### GIVEN EXERCISE 1
Transcribe the stretch of the records from the line containing "segment: man in dark shorts" through the end of the records, and leave the pictures out of your answer.

### EXTRACT TO READ
Start

Just curious: Did the guide have a HB?

....and that's not a biased question....all guides cost and take hundreds.


----------



## pt448 (Mar 22, 2014)

https://www.youtube.com/watch?v=Xofht6gYfGM#t=616

BT3 in action.


----------



## coconutgroves (Sep 23, 2013)

> > all while counting out hundreds to pay the guide.
> 
> 
> Just curious: Did the guide have a HB?
> ...


Yep, he did.  An older one.  The Grandfather was on the young side - not a real old guy.  When you are that old, you can be grumpy.  He hadn't earned that right yet.  

I told him I had three boats, actually four, to which he responded "Oh, now he has four boats!"

I then shrugged it off and told him to have a good day on the water - you know, kill them with kindness.  At this time my brother walks up to hear the exchange.

The guy responds "I hope it blows all day long."

My brother gets in the boat, we depart, and he asked me what was wrong with that guy.  Told him the whole story.  My brother responded with "Really?  That a$$hole said that?  Let's go back and beat his a$$."

Of course, he was joking, but man, I couldn't believe it.  Still make that joke from time to time when we launch.

Back on topic...

In that video, you can see draft at 4:20 coming off plane, than on pole at 6:45.  The shot at 6:45 shows some pretty impressive draft.


----------

End

### RECORDS FOR THE TASK
Start

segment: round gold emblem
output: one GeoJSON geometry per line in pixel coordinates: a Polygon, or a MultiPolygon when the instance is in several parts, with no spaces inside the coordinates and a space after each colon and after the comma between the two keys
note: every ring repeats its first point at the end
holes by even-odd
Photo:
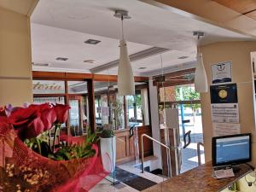
{"type": "Polygon", "coordinates": [[[218,91],[218,96],[222,99],[226,98],[228,96],[228,92],[225,90],[221,90],[218,91]]]}

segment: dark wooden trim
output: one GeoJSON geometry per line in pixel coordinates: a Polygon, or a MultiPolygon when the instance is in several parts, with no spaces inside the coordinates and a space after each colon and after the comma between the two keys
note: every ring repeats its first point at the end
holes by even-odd
{"type": "Polygon", "coordinates": [[[94,96],[94,84],[92,79],[87,80],[88,89],[88,103],[89,103],[89,118],[90,127],[93,132],[96,131],[96,118],[95,118],[95,96],[94,96]]]}
{"type": "Polygon", "coordinates": [[[201,103],[201,100],[191,100],[191,101],[177,101],[177,102],[161,102],[159,105],[178,105],[178,104],[198,104],[201,103]]]}
{"type": "MultiPolygon", "coordinates": [[[[93,74],[93,79],[95,81],[110,81],[110,82],[117,82],[118,76],[117,75],[105,75],[105,74],[93,74]]],[[[134,77],[134,80],[136,82],[148,82],[148,77],[134,77]]]]}
{"type": "Polygon", "coordinates": [[[91,73],[66,73],[66,78],[73,79],[91,79],[93,75],[91,73]]]}
{"type": "Polygon", "coordinates": [[[91,79],[93,74],[91,73],[62,73],[62,72],[32,72],[33,79],[73,79],[73,80],[84,80],[91,79]]]}
{"type": "Polygon", "coordinates": [[[174,79],[181,79],[183,75],[187,73],[194,73],[195,68],[185,69],[178,72],[172,72],[165,73],[164,77],[166,79],[165,82],[158,82],[157,79],[161,79],[161,75],[157,75],[153,77],[153,85],[158,87],[167,87],[167,86],[175,86],[175,85],[182,85],[182,84],[194,84],[194,79],[192,80],[168,80],[168,78],[174,79]]]}
{"type": "Polygon", "coordinates": [[[117,82],[117,75],[93,74],[93,80],[117,82]]]}
{"type": "MultiPolygon", "coordinates": [[[[117,82],[117,75],[79,73],[62,73],[62,72],[32,72],[33,79],[73,79],[84,80],[94,79],[95,81],[117,82]]],[[[136,82],[148,82],[148,77],[134,77],[136,82]]]]}
{"type": "Polygon", "coordinates": [[[65,79],[65,73],[59,73],[59,72],[32,72],[32,77],[34,79],[65,79]]]}
{"type": "Polygon", "coordinates": [[[66,93],[60,94],[33,94],[33,97],[57,97],[57,96],[67,96],[66,93]]]}

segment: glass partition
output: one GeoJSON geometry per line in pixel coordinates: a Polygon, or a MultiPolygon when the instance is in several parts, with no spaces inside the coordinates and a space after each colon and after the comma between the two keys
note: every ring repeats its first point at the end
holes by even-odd
{"type": "Polygon", "coordinates": [[[64,94],[65,81],[32,80],[33,94],[64,94]]]}
{"type": "Polygon", "coordinates": [[[63,128],[70,127],[73,136],[86,133],[89,125],[87,81],[34,79],[32,87],[34,103],[68,104],[71,107],[69,119],[63,128]]]}
{"type": "Polygon", "coordinates": [[[116,82],[96,81],[95,107],[98,129],[114,130],[149,125],[147,84],[136,83],[136,96],[119,96],[116,82]],[[140,86],[140,87],[138,87],[140,86]]]}

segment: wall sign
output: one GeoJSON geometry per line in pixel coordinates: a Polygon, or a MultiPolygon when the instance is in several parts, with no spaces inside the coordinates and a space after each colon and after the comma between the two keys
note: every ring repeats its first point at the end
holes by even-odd
{"type": "Polygon", "coordinates": [[[232,82],[232,62],[224,61],[212,65],[212,84],[232,82]]]}
{"type": "Polygon", "coordinates": [[[237,103],[212,104],[212,123],[239,123],[237,103]]]}
{"type": "Polygon", "coordinates": [[[210,86],[211,103],[237,103],[236,84],[210,86]]]}
{"type": "Polygon", "coordinates": [[[64,94],[65,82],[61,80],[32,80],[33,94],[64,94]]]}

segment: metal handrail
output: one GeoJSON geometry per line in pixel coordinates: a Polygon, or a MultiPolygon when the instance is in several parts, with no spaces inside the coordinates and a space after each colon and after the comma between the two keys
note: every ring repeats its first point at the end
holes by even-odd
{"type": "Polygon", "coordinates": [[[147,138],[150,139],[151,141],[165,147],[168,153],[167,153],[167,165],[168,165],[168,177],[172,177],[172,164],[171,164],[171,149],[167,145],[165,145],[163,143],[161,143],[160,142],[157,141],[156,139],[148,136],[147,134],[143,134],[141,136],[141,139],[142,139],[142,173],[144,172],[144,148],[143,148],[143,137],[146,137],[147,138]]]}
{"type": "Polygon", "coordinates": [[[200,146],[204,147],[204,144],[202,143],[197,143],[197,160],[198,160],[198,166],[201,165],[201,152],[200,152],[200,146]]]}

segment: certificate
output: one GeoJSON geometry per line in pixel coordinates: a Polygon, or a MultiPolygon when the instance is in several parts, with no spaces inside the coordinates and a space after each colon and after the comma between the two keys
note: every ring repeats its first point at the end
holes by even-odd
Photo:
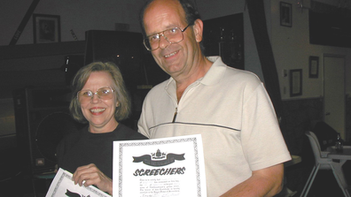
{"type": "Polygon", "coordinates": [[[72,173],[61,168],[58,169],[45,197],[55,196],[111,197],[111,195],[95,186],[90,186],[85,187],[84,186],[80,186],[78,184],[74,185],[74,182],[72,180],[72,173]]]}
{"type": "Polygon", "coordinates": [[[201,135],[113,141],[113,196],[207,196],[201,135]]]}

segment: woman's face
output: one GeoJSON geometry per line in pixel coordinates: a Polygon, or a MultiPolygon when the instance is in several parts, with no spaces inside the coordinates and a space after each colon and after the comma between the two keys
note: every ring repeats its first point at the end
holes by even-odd
{"type": "MultiPolygon", "coordinates": [[[[93,94],[99,88],[113,87],[113,80],[106,72],[91,72],[82,90],[90,90],[93,94]]],[[[93,95],[91,99],[81,101],[81,109],[84,117],[88,120],[91,133],[112,132],[118,123],[114,118],[116,107],[119,105],[114,93],[111,99],[100,99],[93,95]]]]}

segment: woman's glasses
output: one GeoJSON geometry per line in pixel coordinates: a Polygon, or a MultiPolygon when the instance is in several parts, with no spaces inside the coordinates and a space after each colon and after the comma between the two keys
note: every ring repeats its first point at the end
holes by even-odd
{"type": "Polygon", "coordinates": [[[90,102],[95,95],[98,95],[99,99],[109,100],[113,97],[113,89],[110,87],[103,87],[96,93],[91,92],[91,90],[81,90],[77,93],[78,101],[80,102],[90,102]]]}

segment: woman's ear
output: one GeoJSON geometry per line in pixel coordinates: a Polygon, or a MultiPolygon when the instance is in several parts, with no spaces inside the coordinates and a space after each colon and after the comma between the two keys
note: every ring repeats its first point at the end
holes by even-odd
{"type": "Polygon", "coordinates": [[[202,33],[204,30],[204,23],[201,19],[196,19],[194,21],[193,31],[195,34],[196,42],[200,42],[202,41],[202,33]]]}

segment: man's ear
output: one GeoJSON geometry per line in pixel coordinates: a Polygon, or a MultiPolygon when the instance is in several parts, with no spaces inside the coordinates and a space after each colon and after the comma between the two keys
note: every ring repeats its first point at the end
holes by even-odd
{"type": "Polygon", "coordinates": [[[201,19],[196,19],[194,21],[193,30],[195,34],[196,42],[200,42],[202,41],[202,33],[204,30],[204,23],[201,19]]]}

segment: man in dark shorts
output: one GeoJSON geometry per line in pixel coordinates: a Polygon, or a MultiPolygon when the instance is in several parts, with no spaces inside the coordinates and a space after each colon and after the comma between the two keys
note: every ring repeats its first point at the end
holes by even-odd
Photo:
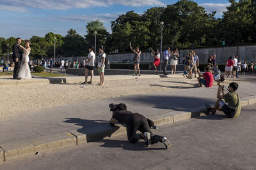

End

### GIVEN EXERCISE 2
Copy word for word the stretch of the forum thread from "I then shrugged" through "hear the exchange.".

### FULL ANSWER 1
segment: man in dark shorts
output: one GeoJSON geometry per line in pixel coordinates: a Polygon, or a MultiPolygon when the instance is in several parts, with no spaces inside the coordinates and a space after each colon and after the comma between the two keys
note: every ring repeats its first point at the end
holes by even-odd
Photo:

### FULL ANSWER 2
I then shrugged it off and told him to have a good day on the water - you know, kill them with kindness.  At this time my brother walks up to hear the exchange.